> _Given exercise_
Locate every line in the listing that contains the word "tree" and copy each of those lines.
start Data
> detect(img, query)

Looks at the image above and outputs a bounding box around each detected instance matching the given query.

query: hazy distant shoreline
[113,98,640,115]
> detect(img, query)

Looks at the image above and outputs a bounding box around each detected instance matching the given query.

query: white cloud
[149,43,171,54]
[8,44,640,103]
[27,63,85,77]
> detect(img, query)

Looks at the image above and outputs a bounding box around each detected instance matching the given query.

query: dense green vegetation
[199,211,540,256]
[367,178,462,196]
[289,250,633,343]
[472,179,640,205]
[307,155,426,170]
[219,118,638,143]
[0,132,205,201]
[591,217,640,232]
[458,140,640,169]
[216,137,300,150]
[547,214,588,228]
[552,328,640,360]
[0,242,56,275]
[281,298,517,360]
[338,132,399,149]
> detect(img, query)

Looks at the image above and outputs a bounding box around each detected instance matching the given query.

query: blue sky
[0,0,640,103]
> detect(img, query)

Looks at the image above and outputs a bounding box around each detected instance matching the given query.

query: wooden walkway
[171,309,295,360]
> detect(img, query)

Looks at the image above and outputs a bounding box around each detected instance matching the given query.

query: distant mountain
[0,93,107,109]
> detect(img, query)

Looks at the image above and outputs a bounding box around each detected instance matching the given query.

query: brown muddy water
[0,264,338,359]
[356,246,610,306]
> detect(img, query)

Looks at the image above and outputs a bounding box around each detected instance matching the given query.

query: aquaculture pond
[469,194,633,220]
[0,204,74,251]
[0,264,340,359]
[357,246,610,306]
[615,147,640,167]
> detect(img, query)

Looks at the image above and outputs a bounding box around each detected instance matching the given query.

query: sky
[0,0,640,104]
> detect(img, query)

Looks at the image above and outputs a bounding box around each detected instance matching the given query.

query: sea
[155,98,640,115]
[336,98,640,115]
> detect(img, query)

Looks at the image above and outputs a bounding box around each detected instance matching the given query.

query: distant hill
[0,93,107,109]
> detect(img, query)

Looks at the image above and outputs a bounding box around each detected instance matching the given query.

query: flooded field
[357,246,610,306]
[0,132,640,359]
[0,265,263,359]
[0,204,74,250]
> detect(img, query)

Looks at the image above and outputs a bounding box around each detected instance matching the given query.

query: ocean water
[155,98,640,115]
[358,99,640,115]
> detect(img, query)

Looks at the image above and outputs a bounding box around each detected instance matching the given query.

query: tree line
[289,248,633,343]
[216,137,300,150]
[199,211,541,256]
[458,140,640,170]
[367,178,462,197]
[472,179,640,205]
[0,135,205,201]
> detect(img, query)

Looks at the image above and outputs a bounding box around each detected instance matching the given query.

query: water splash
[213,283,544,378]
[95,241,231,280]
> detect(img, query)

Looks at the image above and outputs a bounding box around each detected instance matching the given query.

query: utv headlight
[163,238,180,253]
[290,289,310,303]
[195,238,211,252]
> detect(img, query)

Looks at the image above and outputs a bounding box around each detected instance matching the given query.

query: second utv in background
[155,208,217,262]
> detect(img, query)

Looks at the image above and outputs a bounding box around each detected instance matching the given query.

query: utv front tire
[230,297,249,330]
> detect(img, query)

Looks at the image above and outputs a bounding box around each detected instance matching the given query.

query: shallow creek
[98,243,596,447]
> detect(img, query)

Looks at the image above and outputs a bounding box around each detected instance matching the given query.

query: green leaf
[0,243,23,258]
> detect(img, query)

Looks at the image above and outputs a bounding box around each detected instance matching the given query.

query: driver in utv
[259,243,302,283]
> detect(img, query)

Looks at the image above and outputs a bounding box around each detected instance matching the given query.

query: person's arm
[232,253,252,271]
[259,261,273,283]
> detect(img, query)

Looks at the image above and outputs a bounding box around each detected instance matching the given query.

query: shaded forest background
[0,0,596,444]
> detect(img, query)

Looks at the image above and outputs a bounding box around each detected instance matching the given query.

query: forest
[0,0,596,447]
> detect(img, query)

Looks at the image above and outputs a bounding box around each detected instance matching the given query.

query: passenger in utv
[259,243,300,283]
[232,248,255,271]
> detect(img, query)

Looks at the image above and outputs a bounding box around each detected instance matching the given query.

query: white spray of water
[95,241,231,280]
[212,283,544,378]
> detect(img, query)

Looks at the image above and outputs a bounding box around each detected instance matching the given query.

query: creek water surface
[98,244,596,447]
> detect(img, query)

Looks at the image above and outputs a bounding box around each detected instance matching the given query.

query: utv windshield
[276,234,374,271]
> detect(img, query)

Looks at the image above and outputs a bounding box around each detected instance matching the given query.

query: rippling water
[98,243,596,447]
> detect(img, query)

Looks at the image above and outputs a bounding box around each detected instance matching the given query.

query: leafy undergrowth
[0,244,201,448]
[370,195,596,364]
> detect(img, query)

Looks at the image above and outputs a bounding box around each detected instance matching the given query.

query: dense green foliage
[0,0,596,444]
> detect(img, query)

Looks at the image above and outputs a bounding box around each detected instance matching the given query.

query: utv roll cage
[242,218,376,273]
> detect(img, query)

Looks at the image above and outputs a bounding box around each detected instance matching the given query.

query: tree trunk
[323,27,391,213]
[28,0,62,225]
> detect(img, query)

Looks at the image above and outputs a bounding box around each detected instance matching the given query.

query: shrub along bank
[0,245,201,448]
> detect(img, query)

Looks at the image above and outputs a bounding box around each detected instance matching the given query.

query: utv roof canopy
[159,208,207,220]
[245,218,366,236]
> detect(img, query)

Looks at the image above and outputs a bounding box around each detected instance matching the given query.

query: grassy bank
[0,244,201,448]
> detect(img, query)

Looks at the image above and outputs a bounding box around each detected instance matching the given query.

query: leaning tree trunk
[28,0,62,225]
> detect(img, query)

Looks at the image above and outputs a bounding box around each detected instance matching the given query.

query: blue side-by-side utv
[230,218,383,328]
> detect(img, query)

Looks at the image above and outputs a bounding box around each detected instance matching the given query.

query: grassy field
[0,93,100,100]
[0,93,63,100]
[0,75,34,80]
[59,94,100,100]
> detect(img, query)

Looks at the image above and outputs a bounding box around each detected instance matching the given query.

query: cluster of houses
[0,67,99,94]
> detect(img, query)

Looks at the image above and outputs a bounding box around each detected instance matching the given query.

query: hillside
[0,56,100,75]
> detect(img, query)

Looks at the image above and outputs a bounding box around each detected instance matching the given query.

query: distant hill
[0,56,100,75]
end Data
> _Response to the exercise_
query: tree line
query: tree trunk
query: leaning tree trunk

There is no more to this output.